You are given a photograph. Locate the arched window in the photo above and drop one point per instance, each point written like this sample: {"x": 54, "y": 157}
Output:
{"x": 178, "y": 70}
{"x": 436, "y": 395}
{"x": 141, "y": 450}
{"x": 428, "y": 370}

========================================

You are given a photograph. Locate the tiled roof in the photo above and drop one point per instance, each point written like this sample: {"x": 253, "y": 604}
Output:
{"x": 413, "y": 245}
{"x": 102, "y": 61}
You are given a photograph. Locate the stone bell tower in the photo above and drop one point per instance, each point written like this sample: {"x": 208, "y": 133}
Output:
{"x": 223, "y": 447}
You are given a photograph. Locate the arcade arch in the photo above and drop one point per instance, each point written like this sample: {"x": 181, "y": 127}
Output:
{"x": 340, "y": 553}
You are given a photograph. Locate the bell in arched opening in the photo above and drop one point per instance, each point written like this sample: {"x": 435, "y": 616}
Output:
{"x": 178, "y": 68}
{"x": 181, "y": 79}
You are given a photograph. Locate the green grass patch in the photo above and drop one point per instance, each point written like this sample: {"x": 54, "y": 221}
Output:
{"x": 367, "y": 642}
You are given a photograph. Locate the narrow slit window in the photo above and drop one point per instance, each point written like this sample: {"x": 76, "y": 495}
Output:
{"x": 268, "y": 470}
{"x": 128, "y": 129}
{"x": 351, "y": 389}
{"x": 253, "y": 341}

========================================

What is asked: Collect each line above that contains the word "window", and copy each such line in full.

Solution for this problem:
You are given a photograph. Locate the arched window in the photo above and drop one point per instance, each point written like this sample: {"x": 54, "y": 157}
You are given a photograph. Locate the narrow slit window in the photo above and drop one point per instance, each point written like this sample: {"x": 76, "y": 495}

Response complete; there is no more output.